**Entries shown:**
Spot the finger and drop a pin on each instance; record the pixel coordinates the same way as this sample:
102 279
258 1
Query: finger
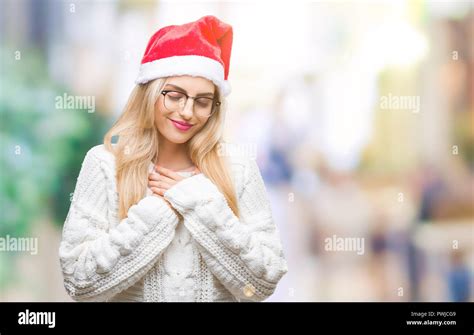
159 184
169 173
165 180
159 191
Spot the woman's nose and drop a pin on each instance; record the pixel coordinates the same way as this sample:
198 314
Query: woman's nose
187 111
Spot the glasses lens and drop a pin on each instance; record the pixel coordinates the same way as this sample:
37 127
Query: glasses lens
175 101
203 106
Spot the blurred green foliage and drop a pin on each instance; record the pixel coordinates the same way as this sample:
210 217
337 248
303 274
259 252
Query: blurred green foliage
42 147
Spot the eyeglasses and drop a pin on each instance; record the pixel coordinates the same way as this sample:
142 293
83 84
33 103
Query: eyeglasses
175 101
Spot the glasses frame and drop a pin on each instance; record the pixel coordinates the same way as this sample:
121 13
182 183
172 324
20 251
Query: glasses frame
214 102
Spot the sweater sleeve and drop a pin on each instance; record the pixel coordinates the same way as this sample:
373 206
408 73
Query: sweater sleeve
245 253
100 259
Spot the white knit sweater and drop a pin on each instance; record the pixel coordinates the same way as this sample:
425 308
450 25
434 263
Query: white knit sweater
152 255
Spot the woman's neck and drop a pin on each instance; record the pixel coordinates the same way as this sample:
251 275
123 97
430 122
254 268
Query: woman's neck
173 156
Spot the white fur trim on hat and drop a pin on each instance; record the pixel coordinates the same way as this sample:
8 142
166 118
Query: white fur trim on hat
192 65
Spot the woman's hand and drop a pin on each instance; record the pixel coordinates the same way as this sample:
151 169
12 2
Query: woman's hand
162 182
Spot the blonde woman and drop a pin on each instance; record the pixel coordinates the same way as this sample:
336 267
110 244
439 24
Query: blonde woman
164 214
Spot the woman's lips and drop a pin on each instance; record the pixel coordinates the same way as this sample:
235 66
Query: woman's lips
183 126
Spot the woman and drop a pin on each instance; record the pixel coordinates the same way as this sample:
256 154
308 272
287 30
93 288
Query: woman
164 214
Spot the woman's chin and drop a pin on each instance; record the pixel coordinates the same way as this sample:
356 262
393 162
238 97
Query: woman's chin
177 138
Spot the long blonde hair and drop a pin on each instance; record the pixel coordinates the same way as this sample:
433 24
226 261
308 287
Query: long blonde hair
137 146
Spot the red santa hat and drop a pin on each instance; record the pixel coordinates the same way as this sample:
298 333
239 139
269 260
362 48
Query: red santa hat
201 48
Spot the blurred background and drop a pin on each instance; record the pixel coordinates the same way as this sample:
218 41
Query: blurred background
360 115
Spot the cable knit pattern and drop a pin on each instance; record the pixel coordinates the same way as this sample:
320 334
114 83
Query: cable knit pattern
211 255
101 258
246 254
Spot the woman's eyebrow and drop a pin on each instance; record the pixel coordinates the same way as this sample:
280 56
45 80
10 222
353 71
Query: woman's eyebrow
184 91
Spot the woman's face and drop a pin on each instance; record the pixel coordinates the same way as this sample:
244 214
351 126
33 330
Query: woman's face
176 121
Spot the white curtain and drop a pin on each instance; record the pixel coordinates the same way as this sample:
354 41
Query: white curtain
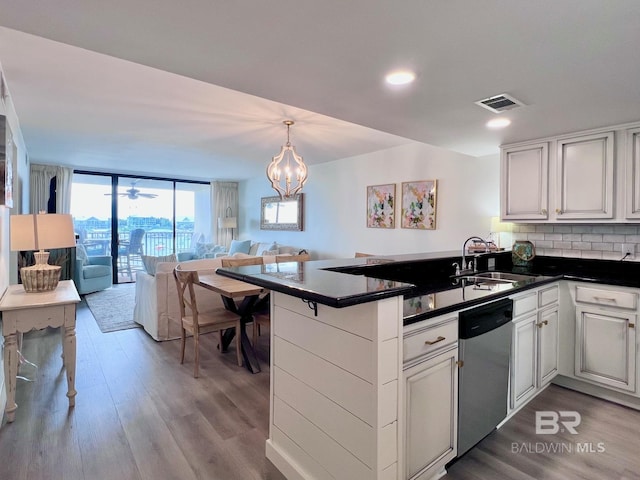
40 179
223 196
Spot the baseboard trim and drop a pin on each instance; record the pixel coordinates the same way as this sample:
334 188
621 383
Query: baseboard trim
3 399
628 400
283 463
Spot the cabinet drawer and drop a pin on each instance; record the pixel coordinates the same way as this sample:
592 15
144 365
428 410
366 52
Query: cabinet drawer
608 298
524 304
423 341
548 296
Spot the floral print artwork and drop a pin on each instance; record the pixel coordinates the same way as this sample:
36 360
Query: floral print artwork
381 201
419 205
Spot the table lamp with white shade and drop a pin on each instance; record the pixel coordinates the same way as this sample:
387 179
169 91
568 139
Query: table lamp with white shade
37 232
228 221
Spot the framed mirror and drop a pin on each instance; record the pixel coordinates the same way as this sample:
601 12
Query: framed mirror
282 213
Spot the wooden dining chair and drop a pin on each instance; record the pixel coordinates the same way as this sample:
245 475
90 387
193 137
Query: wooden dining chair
196 323
241 261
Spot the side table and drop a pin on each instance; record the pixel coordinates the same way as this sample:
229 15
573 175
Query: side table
23 312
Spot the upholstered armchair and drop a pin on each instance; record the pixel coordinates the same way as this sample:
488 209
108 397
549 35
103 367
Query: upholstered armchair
92 273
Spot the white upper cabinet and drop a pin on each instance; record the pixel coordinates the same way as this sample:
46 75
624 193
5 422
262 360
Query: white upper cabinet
584 182
525 182
633 174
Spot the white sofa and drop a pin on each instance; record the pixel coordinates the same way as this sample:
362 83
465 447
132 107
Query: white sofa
156 307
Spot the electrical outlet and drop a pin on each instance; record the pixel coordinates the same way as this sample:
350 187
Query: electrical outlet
629 249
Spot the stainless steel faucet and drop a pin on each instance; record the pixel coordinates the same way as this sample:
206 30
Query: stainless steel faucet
465 268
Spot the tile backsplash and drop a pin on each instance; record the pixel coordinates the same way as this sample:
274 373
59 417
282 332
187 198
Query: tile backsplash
593 241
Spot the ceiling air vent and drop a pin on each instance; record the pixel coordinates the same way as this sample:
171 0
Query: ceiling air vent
500 103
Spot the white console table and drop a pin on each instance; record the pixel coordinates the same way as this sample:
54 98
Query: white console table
23 312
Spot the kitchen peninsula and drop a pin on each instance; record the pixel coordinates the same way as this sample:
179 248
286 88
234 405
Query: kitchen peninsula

**What you need to do:** Write these lines out again with "drop a pin" swapped for "place a marker" everywhere it appears, leaving everything else unchanged. Leave the pictures out.

**Finished exercise:**
Spot the finger and place a marker on each instance; record the pixel coordinates the same way as this sample:
102 279
258 1
Query: finger
159 184
169 173
165 180
159 191
Spot the woman's nose and place a marker on each instance; record the pixel coordinates the same way as this sample:
198 314
Query: woman's nose
187 111
Spot the glasses lens and place a marker on each instance; record the pixel coordinates the same way as this sample:
37 127
Query: glasses lens
175 101
203 106
Spot the blurred green foliage and place a marker on each instance; record the pixel coordinates the same way as this sample:
210 217
337 248
303 274
259 252
Query: blurred green foliage
42 147
Spot the eyeglasses and place a marker on each instance; record the pixel coordinates the same way as this sample:
142 293
83 84
33 103
Query: eyeglasses
175 101
Spot the glasses frame and place a marker on each instance; record the pixel coordinates the same way as this sample:
121 13
182 183
172 324
20 251
Query: glasses frame
214 102
Spot the sweater sleeve and place a marker on each instance; record the pixel coordinates the same way as this sample:
373 206
408 73
Query: sweater sleeve
245 253
100 259
Spot the white knit sweater and place a marker on each instance; record the pixel coordinates the same way as this sample:
425 308
450 25
434 263
Query: white knit sweater
152 255
Spot the woman's neck and place a marker on each instance; record the pixel coordinates the same way as this sample:
251 275
123 97
430 122
254 268
Query: woman's neck
173 156
Spot the white fur trim on hat and place a marker on each instance; record the pixel coordinates the same way as this sample:
8 142
166 118
Query: white fur trim on hat
192 65
Spot the woman's hand and place a marker on each instance; record the pixel coordinates the same way as this sample:
151 169
12 2
Query: woman's hand
162 182
Spot the blonde woman and place a marker on each instance; record the pixel coordinates the same way as this sample:
336 267
110 244
439 24
Query: blonde woman
164 214
Spot the woman's lips and place a marker on each instance; record the pixel coordinates the same way as this sample:
235 66
Query: woman's lips
183 126
Spot the woman and place a marker on each instance; record the pixel coordinates the same way as this sample:
256 154
308 272
287 30
93 288
Query: woman
164 214
Spot the woman's chin and place a marker on each instance; record the pixel coordinates the same way as this sample:
356 262
393 162
238 97
Query: woman's chin
177 138
Spot the long blonde hair and place a marker on each instance; record the pixel coordinates the same way as this sample:
433 24
226 261
308 287
Query: long blonde hair
137 146
Spot the red santa hat and place a marker on each instance; record the pixel coordinates the same way as this sample:
298 333
239 139
269 260
362 48
Query: red santa hat
201 48
Spot the blurred background and place a marker on each instance; record the pixel coordinates the same way as this sample:
218 41
Query: blurred background
360 115
Spot the cable knit pattern and place a marker on each instance; record the pixel coordinates the same way as this sample:
320 334
114 83
Query: cable knit pattern
211 255
101 258
246 254
Spot the woman's eyebrow and place a marker on each instance; record the pixel coordinates the same way as this sample:
280 56
45 80
10 222
353 71
Query: woman's eyebrow
184 91
Spot the woman's face and place a marker on each instance; record the pixel coordinates the same way as this sample:
244 214
351 126
33 330
Query: woman's face
176 121
Spot the white curtain and place a marker on each instance; record the pixel coordinates the same way as this sample:
354 41
Query: white curtain
40 179
223 196
Spot the baseboard trim and place a marker on each instance; record the pixel coordinates the same way as this sample:
334 188
621 383
Query: baseboard trim
3 399
628 400
283 463
Spot the cabinet drawer and place a marker on each instance; record the pixel coordinates the same way as this sample:
592 15
144 365
428 410
366 52
Query: cabinet drawer
608 298
524 304
423 341
548 296
Spot the floral print artwork and place a marker on each instance; record the pixel coordinates the same way as this sample:
36 360
Query: floral print artwork
381 201
419 205
Spot the table lamp with white shade and place a marker on each instance; record the pixel coordinates the same way as this sample:
387 179
169 91
568 139
Query: table lamp with white shade
37 232
228 221
Spot the framed mirror and place a marker on each instance; record the pixel coordinates the same way as this sample:
601 12
Query: framed mirror
282 213
Spot the wooden dining chair and place a marker on each instance; record the pixel coordinates the same way as this sample:
245 475
90 387
193 137
Query: wooden dining chair
196 323
241 261
Spot the side table and place a marker on each instance; record the pixel coordinates the same way as this sample:
229 15
573 175
Query: side table
23 312
Spot the upholstered armchair and place a marker on each instance; record the pixel coordinates the same way as this sample:
488 209
108 397
549 35
103 367
Query: upholstered armchair
92 273
Spot the white upper cabinet and place a marker on each instance; record the pixel coordinates the same way as this sample:
46 75
624 193
5 422
262 360
Query: white upper cabinet
584 182
525 182
633 174
Spot the white sofa and place a marker on each instance; record the pixel coordinates the same way as this sample:
362 83
465 447
132 107
Query: white sofa
156 307
Spot the electrical outlet and place a marker on each instance; record the pixel coordinates the same way as this sample:
350 187
Query: electrical outlet
629 249
Spot the stainless steel faucet and place a marker on each instance; record the pixel coordinates the same way as this sample:
206 30
Query: stainless steel faucet
465 268
Spot the tile backsplash and place a marker on each instance; record the pixel coordinates the same way as this sample:
274 373
59 417
282 332
187 198
Query: tile backsplash
593 241
Spot the ceiling air vent and place a marker on each instance; record the pixel coordinates the same way as this sample:
171 0
Query: ceiling air vent
500 103
Spot the white console table and place a marker on each instance; record the pixel coordinates the same way as this sample:
54 98
Query: white console table
23 312
Spot the kitchen peninsula and place a marker on each instance; record the pixel coordinates the same way as this sample:
179 248
286 88
234 405
Query: kitchen peninsula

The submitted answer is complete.